**Extracted records**
-- start --

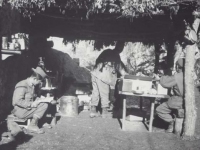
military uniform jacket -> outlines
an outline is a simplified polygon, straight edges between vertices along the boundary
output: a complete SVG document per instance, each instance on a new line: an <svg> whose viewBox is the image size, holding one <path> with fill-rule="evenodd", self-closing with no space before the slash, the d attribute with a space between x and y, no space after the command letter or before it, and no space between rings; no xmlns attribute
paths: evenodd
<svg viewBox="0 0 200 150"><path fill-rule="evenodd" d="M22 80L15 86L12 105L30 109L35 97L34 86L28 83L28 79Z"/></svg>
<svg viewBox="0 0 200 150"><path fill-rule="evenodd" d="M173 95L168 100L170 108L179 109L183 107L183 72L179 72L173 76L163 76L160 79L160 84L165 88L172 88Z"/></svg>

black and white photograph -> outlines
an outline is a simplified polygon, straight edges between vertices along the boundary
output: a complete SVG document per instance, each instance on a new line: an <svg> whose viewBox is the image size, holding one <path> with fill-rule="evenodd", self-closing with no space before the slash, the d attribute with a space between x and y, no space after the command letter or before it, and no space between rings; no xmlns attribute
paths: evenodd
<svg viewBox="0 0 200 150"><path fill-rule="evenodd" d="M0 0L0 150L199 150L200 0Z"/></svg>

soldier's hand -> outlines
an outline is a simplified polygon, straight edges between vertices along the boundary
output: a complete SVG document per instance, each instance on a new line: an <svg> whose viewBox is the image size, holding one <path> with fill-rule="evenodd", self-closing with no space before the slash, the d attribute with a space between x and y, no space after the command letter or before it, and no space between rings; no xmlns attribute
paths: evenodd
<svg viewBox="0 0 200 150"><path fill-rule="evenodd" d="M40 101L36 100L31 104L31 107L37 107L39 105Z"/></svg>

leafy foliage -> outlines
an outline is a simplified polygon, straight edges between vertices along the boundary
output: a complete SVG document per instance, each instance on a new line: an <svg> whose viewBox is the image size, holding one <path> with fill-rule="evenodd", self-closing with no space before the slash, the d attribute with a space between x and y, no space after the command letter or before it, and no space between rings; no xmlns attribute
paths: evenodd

-- end --
-- start --

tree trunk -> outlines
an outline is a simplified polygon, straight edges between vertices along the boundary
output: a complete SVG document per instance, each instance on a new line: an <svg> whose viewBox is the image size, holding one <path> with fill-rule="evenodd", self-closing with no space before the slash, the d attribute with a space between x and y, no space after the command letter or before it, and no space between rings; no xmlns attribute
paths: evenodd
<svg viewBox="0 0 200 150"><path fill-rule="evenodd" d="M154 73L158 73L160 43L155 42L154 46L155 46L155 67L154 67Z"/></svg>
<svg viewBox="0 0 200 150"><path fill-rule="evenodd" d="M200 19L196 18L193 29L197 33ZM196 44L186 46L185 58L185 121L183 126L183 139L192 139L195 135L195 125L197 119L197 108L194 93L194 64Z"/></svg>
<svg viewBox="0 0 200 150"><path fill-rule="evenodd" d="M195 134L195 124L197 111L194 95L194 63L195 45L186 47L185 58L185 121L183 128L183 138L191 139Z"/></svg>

-- end --

**Exercise aim**
Render the records from the line containing "military uniform jacket -> outlines" through the line containing "95L168 100L170 108L179" as a numbered list, leaving out any blank lines.

**Correct answer**
1. military uniform jacket -> outlines
2. an outline is a simplified polygon, straight edges between vertices along the boundary
3. output: a complete SVG document per instance, each instance on a new line: an <svg> whose viewBox is the image size, holding one <path> with fill-rule="evenodd", self-closing with no space before the slash, the d attribute with a space between x and y, no space after the command letter or before it, and no space between rings; no xmlns attribute
4. paths: evenodd
5. <svg viewBox="0 0 200 150"><path fill-rule="evenodd" d="M22 80L15 86L12 105L30 109L35 97L34 86L28 83L28 79Z"/></svg>
6. <svg viewBox="0 0 200 150"><path fill-rule="evenodd" d="M173 95L168 100L170 108L179 109L183 107L183 72L179 72L173 76L163 76L160 79L160 84L165 88L172 88Z"/></svg>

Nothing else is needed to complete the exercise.